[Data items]
▶

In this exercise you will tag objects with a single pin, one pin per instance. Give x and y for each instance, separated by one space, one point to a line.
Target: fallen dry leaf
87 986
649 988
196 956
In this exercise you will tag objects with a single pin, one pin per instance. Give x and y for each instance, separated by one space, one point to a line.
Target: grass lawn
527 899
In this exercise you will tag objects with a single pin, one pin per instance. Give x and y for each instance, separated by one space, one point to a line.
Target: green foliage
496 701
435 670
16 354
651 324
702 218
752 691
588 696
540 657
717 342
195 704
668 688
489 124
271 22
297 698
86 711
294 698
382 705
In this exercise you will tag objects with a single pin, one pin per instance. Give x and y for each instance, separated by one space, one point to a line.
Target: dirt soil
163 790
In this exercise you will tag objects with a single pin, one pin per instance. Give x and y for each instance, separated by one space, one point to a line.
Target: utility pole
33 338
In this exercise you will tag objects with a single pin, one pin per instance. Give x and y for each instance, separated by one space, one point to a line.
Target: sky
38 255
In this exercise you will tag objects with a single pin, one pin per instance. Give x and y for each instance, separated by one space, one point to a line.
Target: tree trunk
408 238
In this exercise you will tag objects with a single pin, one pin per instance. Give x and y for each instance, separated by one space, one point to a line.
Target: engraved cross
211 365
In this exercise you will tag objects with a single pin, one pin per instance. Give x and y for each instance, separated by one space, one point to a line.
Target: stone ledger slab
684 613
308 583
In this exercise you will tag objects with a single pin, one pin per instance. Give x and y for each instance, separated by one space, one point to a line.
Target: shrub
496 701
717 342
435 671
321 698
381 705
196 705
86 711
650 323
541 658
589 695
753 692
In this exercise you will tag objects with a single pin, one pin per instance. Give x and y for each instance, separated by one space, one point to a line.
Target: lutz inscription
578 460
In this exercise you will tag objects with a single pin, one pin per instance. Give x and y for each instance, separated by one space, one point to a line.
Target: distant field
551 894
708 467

◀

Required work
Write the data out again in full. Match it word for word.

Task output
In this exercise you will tag objects with a single pin, one pin per instance. Give x and y for each instance, separated by one space, one point to a line.
Target: fallen dry leaf
87 986
649 988
196 956
In this exercise you will tag objects with a single pin, one pin per instance. Give x and y for each instance, separated by one space, one point to a line.
Target: grass lawn
527 899
In this exercise you will tag objects with a single pin, one pin per instance. Give x and y for each instance, separated by one space, one point to a line.
Target: green foliage
496 701
435 670
16 354
651 324
702 218
752 691
588 696
540 657
717 342
195 704
668 688
489 124
271 22
297 698
86 711
294 698
382 705
In this exercise you will tag objects with a single pin, one pin per instance. Give x and y for each instance, separated by one space, one point to a line.
Target: dirt soil
163 790
In this exercise you will tag objects with a single pin, one pin per instance. Give x and y for each instance, separated by one space, one point to a line.
Target: utility pole
33 338
In this exercise you will tag objects with a single pin, one pin per instance. Give x and y for each instance, separated by one space, one point to a line.
Target: sky
38 255
In this exercise you will tag objects with a single pin, one pin per instance. Give x and y for each instance, separated by one space, one point to a line.
Target: tree trunk
408 238
In this exercise you will tag objects with a single pin, one pin per instance. Give x and y for each instance, separated by one space, one point to a line.
Target: engraved cross
211 365
In this exercise you will tag objects with a single pin, one pin per instance. Give x and y for each instance, separated by one space, one point to a line.
Target: stone ledger slab
684 613
308 583
In this exercise you will tag objects with a single pin, one pin per instance. Give x and y for each instance, separated by one space, one point to a line.
Target: shrub
496 701
717 342
435 671
321 698
381 705
196 705
86 711
650 323
541 658
589 695
753 692
In this exercise you will tag objects with a single pin, one pin per instance. Give x and y for each instance, separated by one space, one point to a line.
Target: lutz inscription
578 460
In this exercise you will tag objects with a single pin, one pin per instance. Give x and y for each instance, separated by one space, one point to a line.
Target: distant field
551 894
708 467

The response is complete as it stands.